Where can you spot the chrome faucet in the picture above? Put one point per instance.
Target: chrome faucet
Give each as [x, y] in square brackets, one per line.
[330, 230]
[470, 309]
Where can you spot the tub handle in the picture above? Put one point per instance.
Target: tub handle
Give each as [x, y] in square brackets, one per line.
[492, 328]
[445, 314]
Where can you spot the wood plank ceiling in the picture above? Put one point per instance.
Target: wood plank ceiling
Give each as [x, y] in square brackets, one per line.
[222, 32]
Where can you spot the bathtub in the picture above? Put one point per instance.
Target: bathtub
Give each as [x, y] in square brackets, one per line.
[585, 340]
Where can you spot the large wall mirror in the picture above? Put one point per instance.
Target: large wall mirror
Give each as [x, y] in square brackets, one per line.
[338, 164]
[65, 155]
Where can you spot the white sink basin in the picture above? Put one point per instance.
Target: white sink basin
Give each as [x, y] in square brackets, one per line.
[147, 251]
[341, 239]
________________________________________
- **THE PROBLEM**: Set down no line except those from the one with "Where can you spot the large" to the last line of the data, inclusive, each exactly as written.

- **TASK OUTPUT**:
Where can you spot the large wall mirror in the picture above? Put one point per instance.
Target: large wall mirror
Give each as [x, y] in square brackets, one per line.
[338, 164]
[65, 155]
Where can you spot the white sink basin in the picture above? Put one point per instance.
Target: white sink basin
Give each as [x, y] in square brackets, one per line.
[147, 251]
[341, 239]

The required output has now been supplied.